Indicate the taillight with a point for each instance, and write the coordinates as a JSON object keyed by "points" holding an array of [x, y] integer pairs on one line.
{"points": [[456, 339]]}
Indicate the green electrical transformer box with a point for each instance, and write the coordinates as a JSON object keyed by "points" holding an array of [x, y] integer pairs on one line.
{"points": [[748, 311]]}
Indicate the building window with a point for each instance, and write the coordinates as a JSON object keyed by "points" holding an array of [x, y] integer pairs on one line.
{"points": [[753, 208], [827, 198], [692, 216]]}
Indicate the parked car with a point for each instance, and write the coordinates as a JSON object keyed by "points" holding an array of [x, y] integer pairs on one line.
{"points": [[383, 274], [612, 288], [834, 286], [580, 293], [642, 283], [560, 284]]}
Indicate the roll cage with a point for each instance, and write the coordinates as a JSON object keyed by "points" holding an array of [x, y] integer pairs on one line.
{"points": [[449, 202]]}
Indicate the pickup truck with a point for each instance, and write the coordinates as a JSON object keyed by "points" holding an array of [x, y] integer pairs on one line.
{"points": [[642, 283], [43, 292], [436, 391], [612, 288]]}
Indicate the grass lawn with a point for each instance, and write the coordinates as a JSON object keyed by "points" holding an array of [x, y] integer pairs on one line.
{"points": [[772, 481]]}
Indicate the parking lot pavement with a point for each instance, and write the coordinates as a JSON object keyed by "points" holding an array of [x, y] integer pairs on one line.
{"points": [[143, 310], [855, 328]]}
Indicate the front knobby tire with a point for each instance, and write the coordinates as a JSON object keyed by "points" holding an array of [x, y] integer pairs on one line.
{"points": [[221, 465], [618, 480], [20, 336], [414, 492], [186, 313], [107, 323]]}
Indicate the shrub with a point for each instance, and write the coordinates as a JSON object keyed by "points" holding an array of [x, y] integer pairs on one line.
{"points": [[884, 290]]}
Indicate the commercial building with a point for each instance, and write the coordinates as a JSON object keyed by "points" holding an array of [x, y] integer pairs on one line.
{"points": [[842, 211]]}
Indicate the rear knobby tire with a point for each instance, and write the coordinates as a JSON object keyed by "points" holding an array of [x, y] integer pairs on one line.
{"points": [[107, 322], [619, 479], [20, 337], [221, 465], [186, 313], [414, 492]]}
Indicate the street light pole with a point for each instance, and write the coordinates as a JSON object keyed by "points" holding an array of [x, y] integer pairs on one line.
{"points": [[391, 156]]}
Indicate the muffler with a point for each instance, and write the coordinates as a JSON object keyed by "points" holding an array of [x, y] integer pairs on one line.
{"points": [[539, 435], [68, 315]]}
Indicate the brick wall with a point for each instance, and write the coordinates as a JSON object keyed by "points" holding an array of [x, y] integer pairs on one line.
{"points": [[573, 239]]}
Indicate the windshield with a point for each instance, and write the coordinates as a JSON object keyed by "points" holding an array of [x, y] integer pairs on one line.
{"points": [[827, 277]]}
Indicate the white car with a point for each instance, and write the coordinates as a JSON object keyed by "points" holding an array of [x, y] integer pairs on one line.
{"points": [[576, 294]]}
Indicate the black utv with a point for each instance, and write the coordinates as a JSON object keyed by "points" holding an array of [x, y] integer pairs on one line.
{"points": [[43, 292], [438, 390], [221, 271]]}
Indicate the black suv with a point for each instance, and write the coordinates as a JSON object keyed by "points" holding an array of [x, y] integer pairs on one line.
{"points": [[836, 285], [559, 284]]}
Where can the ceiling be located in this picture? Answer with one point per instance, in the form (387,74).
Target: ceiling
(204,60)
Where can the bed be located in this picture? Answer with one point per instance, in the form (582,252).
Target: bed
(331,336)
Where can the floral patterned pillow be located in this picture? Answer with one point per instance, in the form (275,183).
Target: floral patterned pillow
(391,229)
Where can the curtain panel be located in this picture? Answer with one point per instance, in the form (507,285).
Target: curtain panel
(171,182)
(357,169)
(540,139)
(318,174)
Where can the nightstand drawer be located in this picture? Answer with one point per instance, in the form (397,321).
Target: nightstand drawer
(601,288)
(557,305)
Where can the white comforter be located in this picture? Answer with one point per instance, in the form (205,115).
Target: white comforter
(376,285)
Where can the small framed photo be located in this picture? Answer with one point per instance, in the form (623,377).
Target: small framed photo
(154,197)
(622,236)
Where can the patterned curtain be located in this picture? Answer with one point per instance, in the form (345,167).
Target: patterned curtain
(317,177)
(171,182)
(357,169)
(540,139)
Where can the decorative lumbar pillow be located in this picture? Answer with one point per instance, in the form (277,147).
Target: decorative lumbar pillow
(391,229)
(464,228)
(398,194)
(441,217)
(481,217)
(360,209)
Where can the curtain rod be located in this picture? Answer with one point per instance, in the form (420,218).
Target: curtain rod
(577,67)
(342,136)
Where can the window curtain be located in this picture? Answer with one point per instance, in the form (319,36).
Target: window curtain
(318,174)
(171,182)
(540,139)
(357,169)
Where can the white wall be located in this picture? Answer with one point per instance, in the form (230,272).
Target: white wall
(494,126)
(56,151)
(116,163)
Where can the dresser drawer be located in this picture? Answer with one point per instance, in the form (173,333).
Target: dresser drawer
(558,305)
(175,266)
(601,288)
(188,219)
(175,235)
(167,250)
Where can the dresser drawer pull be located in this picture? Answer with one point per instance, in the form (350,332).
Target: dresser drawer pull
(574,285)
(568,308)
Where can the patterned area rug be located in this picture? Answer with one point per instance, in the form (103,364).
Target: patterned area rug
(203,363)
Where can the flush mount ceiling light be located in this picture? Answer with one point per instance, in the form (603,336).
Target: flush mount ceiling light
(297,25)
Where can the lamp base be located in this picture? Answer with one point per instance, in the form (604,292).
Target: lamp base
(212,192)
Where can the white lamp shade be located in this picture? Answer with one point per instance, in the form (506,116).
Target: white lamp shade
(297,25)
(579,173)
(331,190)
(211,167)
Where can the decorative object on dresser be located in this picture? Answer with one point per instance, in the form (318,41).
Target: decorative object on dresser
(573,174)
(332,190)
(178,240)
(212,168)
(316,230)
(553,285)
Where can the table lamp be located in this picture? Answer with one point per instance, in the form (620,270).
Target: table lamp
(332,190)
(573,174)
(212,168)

________________

_What is required_:
Copy out every record above once more, precisely as written.

_Expected answer_:
Indicate the taillight with a point for each instance, and write the coordinates as a JSON object keyed by "points" holding an array of [x, y] integer pairs on one line.
{"points": [[456, 339]]}
Indicate the green electrical transformer box with a point for each instance, and write the coordinates as a JSON object keyed by "points" holding an array of [x, y] integer pairs on one line.
{"points": [[748, 311]]}
Indicate the building window with a point for each instance, and write the coordinates as a JSON object keyed by "points" holding an array of [x, y] integer pairs on one line.
{"points": [[753, 208], [827, 198], [692, 216]]}
Indicate the parked car with a point for each instance, and write the coordinates as a JSON object keyed by "points" holding an array of [x, y] integer pairs on one line.
{"points": [[383, 274], [612, 288], [834, 286], [580, 293], [642, 283], [560, 284]]}
Indicate the roll cage with a point for each instance, and write the coordinates as a JSON object keyed by "points" holding an array of [x, y] integer pairs on one line.
{"points": [[449, 202]]}
Indicate the pickup truck with a point for each instance, and write the coordinates as a JSON object keyed by "points" holding an array of [x, y] integer pairs on one line.
{"points": [[642, 283], [43, 292], [436, 391], [612, 288]]}
Indicate the grass lawn with a point for each instance, and write the coordinates as a JSON object keyed by "points" holding an array of [x, y] integer pairs on one line.
{"points": [[772, 481]]}
Indicate the parking lot pavement with a point for each instance, and write the coordinates as a JSON object keyed by "points" holding an array of [x, y] integer pairs on one line.
{"points": [[143, 310], [855, 328]]}
Indicate the front knobby tire with a point for each instance, and write the coordinates as a JSON object keyed by "points" holding an array of [x, y] integer pairs on one line.
{"points": [[221, 465], [618, 480], [20, 336], [414, 492], [186, 313], [107, 323]]}
Indicate the shrub with a point for each instance, and write the coordinates as a JSON object keyed by "points" holding an array of [x, y] integer pairs on one line.
{"points": [[884, 290]]}
Indicate the commercial building with a point for each instance, and write the coordinates as a JSON object keyed by "points" holding an array of [x, y] integer pairs on one line.
{"points": [[842, 211]]}
Indicate the rear knobby tire with a point for each instance, and write the coordinates as a JSON object keyed by "points" holding an array of [x, y] integer pairs on one line.
{"points": [[107, 322], [619, 479], [20, 337], [221, 465], [186, 313], [414, 492]]}
Indicate the street light pole with a point for each instance, and write the coordinates as a JSON object keyed by "points" holding an array of [x, y] integer pairs on one line.
{"points": [[391, 156]]}
Indicate the muffler with a point for each instance, and write the coordinates as a JSON object keyed by "points" holding an array of [x, y] integer pairs on one line.
{"points": [[539, 435], [68, 315]]}
Indicate the brick wall with a point for each instance, and write the coordinates as a JSON object keyed by "points" holding an array of [x, y] integer pairs on one line.
{"points": [[573, 239]]}
Indicate the windshield with a point for each instance, and write the coordinates as a JSON object keyed by "points" holding an array of [x, y] integer pairs on one line.
{"points": [[827, 277]]}
Indicate the white car with a point for each instance, and write the coordinates as a JSON object keyed by "points" holding an array of [x, y] integer pairs on one line.
{"points": [[576, 294]]}
Indicate the black utv with a point for each instance, and write the coordinates as a JSON object keyed by "points" holding an array of [x, y] integer pairs on one line.
{"points": [[43, 292], [438, 390], [221, 271]]}
Indicate the black suv with a point for each instance, and write the coordinates as a JSON object keyed by "points" holding an array of [x, y] integer pairs on one line.
{"points": [[836, 285], [559, 284]]}
Where can the ceiling be located in this picture? Answer with one point per instance, in the form (387,74).
Target: ceiling
(204,60)
Where can the bed be located in this picture? Answer with one point per instance, in the form (582,252).
Target: bed
(331,336)
Where can the floral patterned pillow be located in this picture? Answer with one point per instance, in the form (275,183).
Target: floral patterned pillow
(391,229)
Where can the curtain panel be located in this picture? Answer with one point per instance, in the form (507,285).
Target: curtain panel
(171,182)
(357,169)
(540,139)
(318,174)
Where can the nightstand drawer be located in this picture? Answer with one point per instance, in the form (397,321).
Target: nightstand drawer
(601,288)
(557,305)
Where can the white comforter be located in this picture? Answer with one point per instance, in the form (205,115).
Target: white comforter
(376,285)
Where can the small framed photo be located in this picture? Answer with one point per instance, in the form (623,377).
Target: small framed photo
(154,197)
(622,236)
Where can the patterned curtain be located in this picture? Answer with one point per instance, in the form (345,167).
Target: patterned curtain
(317,177)
(171,182)
(357,169)
(540,139)
Where can the decorative lumbar pillow be located in this picture? Answer with one point per instance, in the form (277,147).
Target: decorative lumbar pillow
(391,229)
(464,228)
(398,194)
(441,217)
(481,217)
(360,209)
Where can the curtain rod be located in this picture? Answer with one point per instance, in the form (420,218).
Target: curtain rod
(577,67)
(342,136)
Where can the window curtain be located in this picture? Answer with one point per instance, in the form (319,36).
Target: window curtain
(318,174)
(171,182)
(540,139)
(357,169)
Where can the white wall be located in this picture? Answer with one point per instance, in the form (230,272).
Target: white wall
(494,126)
(56,151)
(116,163)
Where can the dresser drawer be located in this picture? Answer with one point per instance, in the form (173,333).
Target: dresser drawer
(558,305)
(175,266)
(601,288)
(188,219)
(175,235)
(167,250)
Where can the dresser drawer pull be located in this picture? Answer with one point per instance, in the form (350,332).
Target: dresser drawer pull
(574,285)
(568,308)
Where can the patterned area rug be located in this picture? Answer with one point per instance, in the form (103,364).
Target: patterned area rug
(203,363)
Where can the flush mount ceiling light be located in this picture? Answer with one point per instance, in the form (603,336).
Target: flush mount ceiling light
(297,25)
Where can the lamp base be located in this picture? Answer with one point per instance, in the form (604,292).
Target: lamp base
(212,192)
Where can the white lamp shade be located in this picture? Answer with one point per instance, in the form (506,116).
Target: white lamp shade
(297,25)
(579,173)
(331,190)
(211,167)
Where can the decorative object on dresser be located in this picture? Answer with one point per instance, in the form (318,41).
Target: decorative object on dresser
(573,174)
(332,190)
(178,240)
(212,168)
(316,230)
(553,285)
Where can the table lamp be located in this picture? Answer with one point per instance, in the form (620,270).
Target: table lamp
(332,190)
(573,174)
(212,168)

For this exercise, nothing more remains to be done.